# [Challenge]
Rewrite the records below, switching "instance" to "occurrence" everywhere it occurs and leaving everything else unchanged.

Stored items:
>>>>

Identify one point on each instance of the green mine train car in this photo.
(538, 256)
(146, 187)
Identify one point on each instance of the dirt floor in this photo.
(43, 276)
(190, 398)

<<<<

# [Solution]
Identify one point on each occurrence of the green mine train car in this photo.
(538, 256)
(146, 187)
Identify one point on each occurrence of the dirt floor in this photo.
(43, 276)
(190, 398)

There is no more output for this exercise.